What is required
The expected output is the first line of the data below and every line after it, up to and including the line containing "positive clicks: (250, 986)", each reproduced exactly.

----- Recorded information

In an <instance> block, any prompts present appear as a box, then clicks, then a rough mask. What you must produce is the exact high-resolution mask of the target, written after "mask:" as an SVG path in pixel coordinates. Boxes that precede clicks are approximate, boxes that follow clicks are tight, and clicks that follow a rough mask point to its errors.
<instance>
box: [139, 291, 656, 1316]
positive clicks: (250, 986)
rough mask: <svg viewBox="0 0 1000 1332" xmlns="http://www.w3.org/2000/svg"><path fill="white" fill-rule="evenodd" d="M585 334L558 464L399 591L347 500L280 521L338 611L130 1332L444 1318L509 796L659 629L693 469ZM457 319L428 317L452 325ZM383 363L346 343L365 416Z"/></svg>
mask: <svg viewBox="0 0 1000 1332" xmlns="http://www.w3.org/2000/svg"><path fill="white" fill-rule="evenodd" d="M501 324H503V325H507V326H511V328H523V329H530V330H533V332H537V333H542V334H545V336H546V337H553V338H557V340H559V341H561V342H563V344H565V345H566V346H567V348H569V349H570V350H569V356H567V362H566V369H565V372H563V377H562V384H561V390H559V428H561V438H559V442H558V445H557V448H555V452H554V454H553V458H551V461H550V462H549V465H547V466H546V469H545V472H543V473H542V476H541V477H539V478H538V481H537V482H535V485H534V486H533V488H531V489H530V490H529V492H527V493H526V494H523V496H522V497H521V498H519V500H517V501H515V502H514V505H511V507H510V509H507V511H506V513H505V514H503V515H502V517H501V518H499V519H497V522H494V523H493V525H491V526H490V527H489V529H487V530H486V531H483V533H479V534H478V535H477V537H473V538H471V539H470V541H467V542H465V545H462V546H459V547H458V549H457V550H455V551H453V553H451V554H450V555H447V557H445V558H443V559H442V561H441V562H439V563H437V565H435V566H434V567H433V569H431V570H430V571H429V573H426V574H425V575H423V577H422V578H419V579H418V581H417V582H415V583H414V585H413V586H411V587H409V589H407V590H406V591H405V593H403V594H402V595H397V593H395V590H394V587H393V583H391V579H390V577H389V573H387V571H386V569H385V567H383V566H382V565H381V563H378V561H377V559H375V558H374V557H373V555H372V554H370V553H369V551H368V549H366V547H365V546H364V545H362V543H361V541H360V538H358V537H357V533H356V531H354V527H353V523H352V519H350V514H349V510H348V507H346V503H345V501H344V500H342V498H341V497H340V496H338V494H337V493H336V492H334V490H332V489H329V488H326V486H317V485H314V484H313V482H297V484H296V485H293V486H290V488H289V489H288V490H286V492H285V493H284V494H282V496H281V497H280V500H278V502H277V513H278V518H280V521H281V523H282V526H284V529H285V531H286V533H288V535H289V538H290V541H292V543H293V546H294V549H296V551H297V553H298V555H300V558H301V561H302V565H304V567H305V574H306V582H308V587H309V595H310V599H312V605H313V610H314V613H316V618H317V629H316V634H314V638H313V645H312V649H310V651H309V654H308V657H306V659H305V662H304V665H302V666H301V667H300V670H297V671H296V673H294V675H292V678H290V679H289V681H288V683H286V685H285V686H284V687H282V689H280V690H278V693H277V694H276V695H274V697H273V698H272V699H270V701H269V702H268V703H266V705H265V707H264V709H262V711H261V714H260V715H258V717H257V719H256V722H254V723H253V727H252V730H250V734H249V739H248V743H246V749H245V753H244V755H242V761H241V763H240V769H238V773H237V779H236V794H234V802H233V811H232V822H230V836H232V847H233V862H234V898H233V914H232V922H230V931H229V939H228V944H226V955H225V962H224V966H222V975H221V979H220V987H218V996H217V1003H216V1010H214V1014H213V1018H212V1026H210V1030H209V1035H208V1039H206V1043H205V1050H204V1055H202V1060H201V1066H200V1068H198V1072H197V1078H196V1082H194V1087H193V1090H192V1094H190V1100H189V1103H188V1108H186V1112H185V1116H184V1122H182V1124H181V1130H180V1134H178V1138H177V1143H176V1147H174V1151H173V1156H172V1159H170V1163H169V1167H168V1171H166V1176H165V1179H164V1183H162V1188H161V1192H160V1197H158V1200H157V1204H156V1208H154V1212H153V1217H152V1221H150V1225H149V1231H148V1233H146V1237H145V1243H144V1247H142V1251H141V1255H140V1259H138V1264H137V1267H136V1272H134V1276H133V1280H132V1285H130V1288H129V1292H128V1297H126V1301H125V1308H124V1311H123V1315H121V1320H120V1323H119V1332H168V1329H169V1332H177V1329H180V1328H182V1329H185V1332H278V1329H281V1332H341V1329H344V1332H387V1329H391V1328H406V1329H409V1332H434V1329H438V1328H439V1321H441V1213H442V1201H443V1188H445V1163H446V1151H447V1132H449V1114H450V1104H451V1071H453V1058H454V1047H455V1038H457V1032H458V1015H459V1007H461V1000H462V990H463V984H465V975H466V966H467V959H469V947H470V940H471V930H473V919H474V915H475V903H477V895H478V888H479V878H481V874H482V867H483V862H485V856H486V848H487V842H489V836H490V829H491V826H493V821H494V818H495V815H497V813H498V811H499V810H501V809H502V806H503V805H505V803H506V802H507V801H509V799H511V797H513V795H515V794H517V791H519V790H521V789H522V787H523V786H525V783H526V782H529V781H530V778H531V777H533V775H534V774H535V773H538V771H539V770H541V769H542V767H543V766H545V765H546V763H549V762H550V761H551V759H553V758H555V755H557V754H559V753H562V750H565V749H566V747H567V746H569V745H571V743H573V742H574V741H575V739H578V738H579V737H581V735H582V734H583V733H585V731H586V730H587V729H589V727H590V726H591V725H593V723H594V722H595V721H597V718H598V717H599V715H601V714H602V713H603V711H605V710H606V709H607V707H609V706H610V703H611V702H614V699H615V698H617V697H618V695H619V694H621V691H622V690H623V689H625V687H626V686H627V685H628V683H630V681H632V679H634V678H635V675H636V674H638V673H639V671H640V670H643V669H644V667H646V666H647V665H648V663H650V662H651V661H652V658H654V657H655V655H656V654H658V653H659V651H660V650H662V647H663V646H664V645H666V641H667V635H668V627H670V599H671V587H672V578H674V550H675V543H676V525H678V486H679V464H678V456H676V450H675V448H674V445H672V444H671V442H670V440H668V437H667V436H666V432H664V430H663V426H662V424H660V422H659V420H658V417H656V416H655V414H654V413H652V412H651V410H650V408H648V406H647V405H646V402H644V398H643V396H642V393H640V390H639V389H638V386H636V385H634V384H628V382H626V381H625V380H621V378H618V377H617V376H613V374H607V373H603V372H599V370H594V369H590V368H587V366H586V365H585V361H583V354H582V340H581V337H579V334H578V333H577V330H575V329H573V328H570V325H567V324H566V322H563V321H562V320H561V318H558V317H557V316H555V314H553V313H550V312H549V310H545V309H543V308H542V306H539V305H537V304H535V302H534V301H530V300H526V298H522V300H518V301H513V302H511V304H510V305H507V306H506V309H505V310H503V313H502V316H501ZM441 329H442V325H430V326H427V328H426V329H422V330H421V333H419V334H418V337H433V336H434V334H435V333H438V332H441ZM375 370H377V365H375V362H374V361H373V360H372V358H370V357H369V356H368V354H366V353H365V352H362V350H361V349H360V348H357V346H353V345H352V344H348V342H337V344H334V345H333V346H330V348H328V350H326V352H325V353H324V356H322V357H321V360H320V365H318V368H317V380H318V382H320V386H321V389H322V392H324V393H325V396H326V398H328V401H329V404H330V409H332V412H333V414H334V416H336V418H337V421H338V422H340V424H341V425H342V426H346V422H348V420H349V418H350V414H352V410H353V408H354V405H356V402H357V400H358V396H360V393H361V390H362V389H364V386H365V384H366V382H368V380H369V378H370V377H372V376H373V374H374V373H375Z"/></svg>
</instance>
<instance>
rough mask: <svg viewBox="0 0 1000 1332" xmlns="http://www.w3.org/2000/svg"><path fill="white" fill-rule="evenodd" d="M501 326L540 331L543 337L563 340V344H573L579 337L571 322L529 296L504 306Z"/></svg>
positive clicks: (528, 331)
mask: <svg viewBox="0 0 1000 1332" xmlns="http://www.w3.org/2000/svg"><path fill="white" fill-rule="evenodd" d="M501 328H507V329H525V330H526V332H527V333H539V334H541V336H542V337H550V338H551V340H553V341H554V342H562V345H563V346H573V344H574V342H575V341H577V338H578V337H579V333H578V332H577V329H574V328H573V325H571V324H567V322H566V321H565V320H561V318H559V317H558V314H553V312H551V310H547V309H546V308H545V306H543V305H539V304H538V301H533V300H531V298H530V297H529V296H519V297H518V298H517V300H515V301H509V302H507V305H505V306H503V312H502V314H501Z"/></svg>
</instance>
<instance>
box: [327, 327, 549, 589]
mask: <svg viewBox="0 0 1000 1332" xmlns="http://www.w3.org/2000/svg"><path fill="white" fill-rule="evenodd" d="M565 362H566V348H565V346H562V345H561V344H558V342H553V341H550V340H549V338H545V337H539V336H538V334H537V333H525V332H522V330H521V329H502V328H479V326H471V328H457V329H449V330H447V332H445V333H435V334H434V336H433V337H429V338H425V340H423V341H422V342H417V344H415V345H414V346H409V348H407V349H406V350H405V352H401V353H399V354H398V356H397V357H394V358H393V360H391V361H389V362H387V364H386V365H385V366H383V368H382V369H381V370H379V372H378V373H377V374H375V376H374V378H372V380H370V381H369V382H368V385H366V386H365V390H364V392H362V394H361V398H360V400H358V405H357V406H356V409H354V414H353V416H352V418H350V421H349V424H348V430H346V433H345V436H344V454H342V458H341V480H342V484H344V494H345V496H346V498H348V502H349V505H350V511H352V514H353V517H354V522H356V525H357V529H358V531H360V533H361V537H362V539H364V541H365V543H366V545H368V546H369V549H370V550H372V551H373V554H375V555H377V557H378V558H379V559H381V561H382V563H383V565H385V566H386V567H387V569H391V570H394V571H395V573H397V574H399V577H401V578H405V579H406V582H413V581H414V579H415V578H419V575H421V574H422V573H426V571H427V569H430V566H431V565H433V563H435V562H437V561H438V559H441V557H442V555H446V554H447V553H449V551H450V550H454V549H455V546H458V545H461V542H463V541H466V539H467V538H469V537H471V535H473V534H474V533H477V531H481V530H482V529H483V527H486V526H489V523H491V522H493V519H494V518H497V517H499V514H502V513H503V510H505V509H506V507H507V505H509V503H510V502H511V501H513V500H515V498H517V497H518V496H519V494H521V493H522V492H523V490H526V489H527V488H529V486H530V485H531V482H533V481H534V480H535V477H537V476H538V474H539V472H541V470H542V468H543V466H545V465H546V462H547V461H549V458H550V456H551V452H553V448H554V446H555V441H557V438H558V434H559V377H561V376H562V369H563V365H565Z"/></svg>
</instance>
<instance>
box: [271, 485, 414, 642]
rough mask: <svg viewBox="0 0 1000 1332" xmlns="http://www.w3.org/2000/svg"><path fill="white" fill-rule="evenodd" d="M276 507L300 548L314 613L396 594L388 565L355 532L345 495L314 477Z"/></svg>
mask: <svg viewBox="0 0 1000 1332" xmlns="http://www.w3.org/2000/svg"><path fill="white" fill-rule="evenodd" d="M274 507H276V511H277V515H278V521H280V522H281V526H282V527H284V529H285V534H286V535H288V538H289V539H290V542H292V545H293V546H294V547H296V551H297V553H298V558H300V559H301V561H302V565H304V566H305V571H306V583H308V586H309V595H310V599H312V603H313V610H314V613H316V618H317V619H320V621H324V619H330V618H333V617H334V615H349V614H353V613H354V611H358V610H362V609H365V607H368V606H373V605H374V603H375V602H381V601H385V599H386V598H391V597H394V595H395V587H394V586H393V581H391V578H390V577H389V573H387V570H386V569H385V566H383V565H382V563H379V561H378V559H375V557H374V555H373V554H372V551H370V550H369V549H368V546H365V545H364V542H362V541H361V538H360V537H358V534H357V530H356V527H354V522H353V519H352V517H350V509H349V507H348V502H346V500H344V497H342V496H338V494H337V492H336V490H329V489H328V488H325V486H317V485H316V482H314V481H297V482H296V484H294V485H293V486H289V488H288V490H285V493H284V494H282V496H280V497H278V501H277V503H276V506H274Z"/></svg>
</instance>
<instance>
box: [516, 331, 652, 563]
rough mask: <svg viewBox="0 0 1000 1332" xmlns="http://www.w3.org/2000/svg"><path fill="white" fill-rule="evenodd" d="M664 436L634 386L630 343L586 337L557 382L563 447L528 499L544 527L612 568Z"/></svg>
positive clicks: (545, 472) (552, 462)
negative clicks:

----------

Exercise response
In an <instance> block, any prompts present appear as a box, then clicks, then a rough mask. What you must produce is the exact high-resolution mask of the target, written after "mask:" as an SVG path in pixel coordinates. Boxes that precede clicks are approximate, boxes that follow clicks are tight, and clicks that follow a rough mask point to its errors.
<instance>
box: [139, 291, 656, 1316]
positive clicks: (250, 986)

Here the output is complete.